[START OF Given data]

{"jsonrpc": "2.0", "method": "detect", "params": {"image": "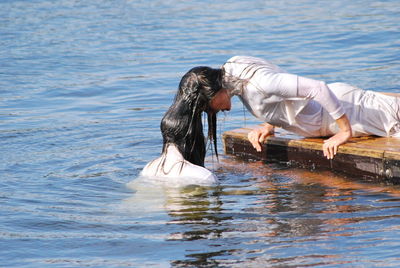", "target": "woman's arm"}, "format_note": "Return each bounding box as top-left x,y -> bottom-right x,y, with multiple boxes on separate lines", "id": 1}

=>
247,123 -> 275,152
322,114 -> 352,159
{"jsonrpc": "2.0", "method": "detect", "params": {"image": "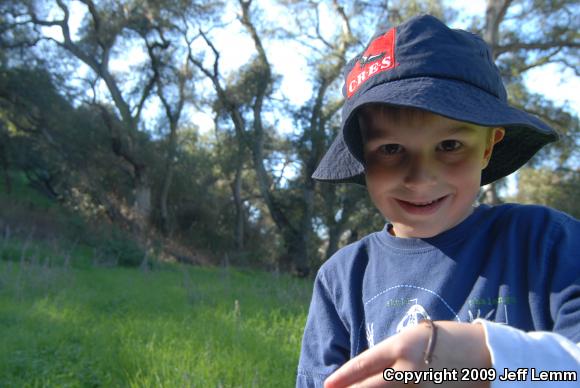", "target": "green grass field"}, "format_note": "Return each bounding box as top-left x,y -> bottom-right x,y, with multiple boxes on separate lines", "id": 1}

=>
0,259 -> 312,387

[END OF Given data]
[START OF Given data]

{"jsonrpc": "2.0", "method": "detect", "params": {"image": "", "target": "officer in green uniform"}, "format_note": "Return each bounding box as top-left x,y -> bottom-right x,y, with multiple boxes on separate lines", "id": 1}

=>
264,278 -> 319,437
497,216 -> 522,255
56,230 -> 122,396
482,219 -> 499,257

[END OF Given data]
[START OF Given data]

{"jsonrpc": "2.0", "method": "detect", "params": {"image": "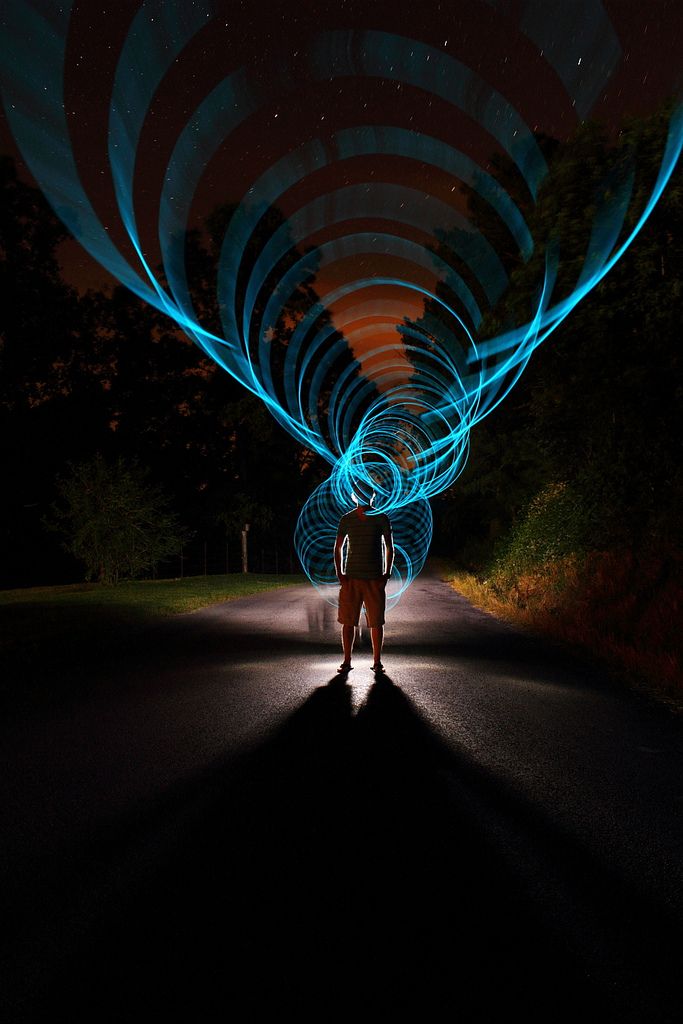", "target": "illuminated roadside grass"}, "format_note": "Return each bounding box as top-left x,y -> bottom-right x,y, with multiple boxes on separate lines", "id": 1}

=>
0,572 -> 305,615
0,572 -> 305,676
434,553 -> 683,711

[END OF Given data]

Written exercise:
Please count the lines of the data above that contain the word "uniform", and reply with only that number.

Correct answer:
1